▶ **Selection**
# # #

= John Scrope, 4th Baron Scrope of Masham =

English peer, Privy Councillor and Treasurer of England

John Scrope, 4th Baron Scrope of Masham (c.1388 – 15 November 1455) was an English peer, Privy Councillor and Treasurer of England.

He was the fourth son of Stephen le Scrope, 2nd Baron Scrope of Masham and Margery, daughter of John Welles, 4th Baron Welles. He inherited his title in 1415 when his elder brother Henry Scrope, 3rd Baron Scrope of Masham was executed for his part in the Southampton Plot.

In 1424, he was knighted, made a Privy Councillor and appointed to Commissions of the Peace of Essex, Lincolnshire, Nottinghamshire and Yorkshire. He was on the Council of Regency for the young Henry VI. In 1426, he had the attainder on his title reversed, bought back the Scrope lands confiscated (and granted to other knights in the meantime) following his brother's execution, and was summoned (restored to the Barony) to the House of Lords.

# # #

Extracted records

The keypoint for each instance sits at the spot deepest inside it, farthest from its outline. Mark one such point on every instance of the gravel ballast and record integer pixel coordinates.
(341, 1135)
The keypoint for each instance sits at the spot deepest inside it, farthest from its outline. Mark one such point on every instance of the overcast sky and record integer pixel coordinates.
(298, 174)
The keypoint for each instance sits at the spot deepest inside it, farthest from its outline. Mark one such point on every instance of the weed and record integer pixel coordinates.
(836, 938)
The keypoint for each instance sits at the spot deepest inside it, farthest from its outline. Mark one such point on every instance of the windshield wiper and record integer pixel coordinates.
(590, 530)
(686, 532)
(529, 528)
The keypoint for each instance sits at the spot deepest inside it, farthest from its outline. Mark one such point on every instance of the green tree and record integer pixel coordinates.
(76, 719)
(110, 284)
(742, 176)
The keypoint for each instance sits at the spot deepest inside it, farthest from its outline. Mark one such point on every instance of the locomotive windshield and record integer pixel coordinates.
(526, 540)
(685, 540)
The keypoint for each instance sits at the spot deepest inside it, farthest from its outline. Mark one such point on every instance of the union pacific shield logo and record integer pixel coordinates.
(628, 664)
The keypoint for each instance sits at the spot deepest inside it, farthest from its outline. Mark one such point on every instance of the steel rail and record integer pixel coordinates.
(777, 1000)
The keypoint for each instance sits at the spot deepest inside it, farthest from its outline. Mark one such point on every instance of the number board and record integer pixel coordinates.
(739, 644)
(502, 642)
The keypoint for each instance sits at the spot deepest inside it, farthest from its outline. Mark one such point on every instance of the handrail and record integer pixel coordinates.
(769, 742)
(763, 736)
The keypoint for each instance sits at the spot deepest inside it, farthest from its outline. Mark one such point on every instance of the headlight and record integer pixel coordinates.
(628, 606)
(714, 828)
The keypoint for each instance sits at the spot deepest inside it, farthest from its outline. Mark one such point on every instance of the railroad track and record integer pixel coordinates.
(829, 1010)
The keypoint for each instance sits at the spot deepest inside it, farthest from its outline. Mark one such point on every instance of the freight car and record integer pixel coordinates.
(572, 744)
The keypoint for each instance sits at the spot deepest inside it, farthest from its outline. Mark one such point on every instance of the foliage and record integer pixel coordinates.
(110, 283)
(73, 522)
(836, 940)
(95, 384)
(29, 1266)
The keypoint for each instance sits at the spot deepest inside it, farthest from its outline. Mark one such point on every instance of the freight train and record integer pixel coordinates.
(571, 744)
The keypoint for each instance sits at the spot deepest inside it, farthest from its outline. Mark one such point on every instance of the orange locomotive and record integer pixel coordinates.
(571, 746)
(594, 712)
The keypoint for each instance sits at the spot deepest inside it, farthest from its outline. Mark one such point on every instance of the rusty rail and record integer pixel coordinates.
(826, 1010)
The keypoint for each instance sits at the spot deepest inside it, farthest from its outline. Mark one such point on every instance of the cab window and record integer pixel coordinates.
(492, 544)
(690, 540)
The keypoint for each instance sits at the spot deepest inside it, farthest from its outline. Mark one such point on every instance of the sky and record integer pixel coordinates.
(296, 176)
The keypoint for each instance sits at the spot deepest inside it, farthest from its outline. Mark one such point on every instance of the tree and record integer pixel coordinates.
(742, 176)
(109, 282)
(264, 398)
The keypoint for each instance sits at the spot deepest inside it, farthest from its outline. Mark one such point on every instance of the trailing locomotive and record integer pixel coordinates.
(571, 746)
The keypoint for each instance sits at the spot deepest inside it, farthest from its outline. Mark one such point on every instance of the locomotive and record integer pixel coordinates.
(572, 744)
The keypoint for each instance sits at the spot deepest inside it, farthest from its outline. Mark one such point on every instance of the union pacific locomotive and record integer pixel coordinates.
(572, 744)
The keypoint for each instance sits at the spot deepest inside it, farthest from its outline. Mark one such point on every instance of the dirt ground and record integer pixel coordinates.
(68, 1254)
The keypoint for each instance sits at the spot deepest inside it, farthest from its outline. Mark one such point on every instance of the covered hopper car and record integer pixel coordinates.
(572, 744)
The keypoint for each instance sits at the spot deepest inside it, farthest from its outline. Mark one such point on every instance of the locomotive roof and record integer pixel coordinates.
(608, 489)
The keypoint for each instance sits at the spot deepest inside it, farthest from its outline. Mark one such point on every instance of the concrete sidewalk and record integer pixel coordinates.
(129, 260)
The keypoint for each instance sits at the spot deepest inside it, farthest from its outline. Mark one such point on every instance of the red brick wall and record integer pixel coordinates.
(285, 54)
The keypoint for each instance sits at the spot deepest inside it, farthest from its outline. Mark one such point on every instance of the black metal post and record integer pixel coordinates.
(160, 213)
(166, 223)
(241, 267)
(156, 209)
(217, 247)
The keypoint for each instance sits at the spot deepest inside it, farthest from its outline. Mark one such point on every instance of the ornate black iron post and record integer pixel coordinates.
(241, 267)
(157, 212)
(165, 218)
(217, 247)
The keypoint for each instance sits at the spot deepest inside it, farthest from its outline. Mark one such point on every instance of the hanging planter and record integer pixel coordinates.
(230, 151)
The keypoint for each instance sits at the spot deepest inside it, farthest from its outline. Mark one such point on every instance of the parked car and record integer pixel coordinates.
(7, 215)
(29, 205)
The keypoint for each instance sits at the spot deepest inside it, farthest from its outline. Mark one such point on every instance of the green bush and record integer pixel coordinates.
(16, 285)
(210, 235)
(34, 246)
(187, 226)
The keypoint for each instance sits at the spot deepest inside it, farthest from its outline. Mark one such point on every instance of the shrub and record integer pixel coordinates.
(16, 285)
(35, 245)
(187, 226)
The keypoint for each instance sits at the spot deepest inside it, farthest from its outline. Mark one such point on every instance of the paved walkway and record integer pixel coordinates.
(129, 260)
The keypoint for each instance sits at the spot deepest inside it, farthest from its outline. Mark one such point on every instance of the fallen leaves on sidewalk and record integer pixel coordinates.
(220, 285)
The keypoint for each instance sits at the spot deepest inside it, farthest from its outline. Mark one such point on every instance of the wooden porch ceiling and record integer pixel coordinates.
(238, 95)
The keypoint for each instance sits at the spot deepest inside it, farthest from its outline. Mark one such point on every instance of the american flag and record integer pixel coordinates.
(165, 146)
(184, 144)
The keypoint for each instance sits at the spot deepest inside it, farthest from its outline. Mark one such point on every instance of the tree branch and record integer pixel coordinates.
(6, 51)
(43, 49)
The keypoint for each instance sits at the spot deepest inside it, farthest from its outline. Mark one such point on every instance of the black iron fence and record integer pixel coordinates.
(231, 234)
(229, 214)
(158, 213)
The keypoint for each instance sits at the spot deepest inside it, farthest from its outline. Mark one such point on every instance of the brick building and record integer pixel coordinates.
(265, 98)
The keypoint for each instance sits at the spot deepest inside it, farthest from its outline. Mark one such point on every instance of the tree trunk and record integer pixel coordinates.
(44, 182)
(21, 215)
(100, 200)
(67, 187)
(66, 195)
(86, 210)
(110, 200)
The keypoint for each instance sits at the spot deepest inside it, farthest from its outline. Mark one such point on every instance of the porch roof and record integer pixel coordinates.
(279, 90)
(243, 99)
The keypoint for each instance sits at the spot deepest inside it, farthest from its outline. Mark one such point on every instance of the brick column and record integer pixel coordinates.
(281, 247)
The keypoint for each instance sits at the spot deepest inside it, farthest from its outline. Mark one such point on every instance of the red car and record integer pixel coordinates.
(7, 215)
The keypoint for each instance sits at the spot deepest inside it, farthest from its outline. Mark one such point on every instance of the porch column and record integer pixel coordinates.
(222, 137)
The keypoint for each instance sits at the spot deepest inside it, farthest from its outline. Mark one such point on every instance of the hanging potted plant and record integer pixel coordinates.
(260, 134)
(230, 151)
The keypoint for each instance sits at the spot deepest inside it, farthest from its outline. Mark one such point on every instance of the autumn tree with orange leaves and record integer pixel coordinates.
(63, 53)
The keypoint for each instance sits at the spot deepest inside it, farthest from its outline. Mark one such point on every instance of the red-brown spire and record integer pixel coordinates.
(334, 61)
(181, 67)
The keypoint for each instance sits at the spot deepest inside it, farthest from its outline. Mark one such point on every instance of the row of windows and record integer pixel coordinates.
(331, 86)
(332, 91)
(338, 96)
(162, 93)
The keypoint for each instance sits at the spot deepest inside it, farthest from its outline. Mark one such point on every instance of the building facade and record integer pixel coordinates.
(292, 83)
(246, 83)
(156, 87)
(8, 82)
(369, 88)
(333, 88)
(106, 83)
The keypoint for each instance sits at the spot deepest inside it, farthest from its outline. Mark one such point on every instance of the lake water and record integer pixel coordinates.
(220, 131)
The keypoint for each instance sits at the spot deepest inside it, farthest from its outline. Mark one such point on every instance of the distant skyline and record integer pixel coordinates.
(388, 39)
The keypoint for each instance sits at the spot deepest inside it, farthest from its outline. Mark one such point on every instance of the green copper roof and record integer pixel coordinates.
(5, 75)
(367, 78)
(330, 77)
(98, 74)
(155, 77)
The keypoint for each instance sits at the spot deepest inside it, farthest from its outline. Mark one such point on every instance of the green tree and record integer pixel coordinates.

# # #

▶ **What you need to do**
Carry on the account of John Scrope, 4th Baron Scrope of Masham, from where it stops. The records have no link to the text about John Scrope.

▶ **The output**
In 1428, he acted as an Ambassador to the Pope, the King of Spain and the Holy Roman Empire, and then to Scotland in 1429. In 1432, he was appointed Lord High Treasurer of England (until 1433). Scrope's tenure as Lord High Treasurer occurred during the Great Bullion Famine and the beginning of the Great Slump in England. He again acted as ambassador, to the Grand Master of the Order of St John of Jerusalem in Rhodes in 1435 and the Archbishop of Cologne in 1439.

He died on 15 November 1455, and was buried in the Scrope Chapel in York Minster. He had married twice; firstly Maud Greystoke, daughter of Sir John Greystoke and secondly Elizabeth Chaworth, the daughter of Sir Thomas Chaworth, of Wiverton, Nottinghamshire, with whom he had three sons and five daughters. he was succeeded by his third son Thomas, later 5th Baron Scrope.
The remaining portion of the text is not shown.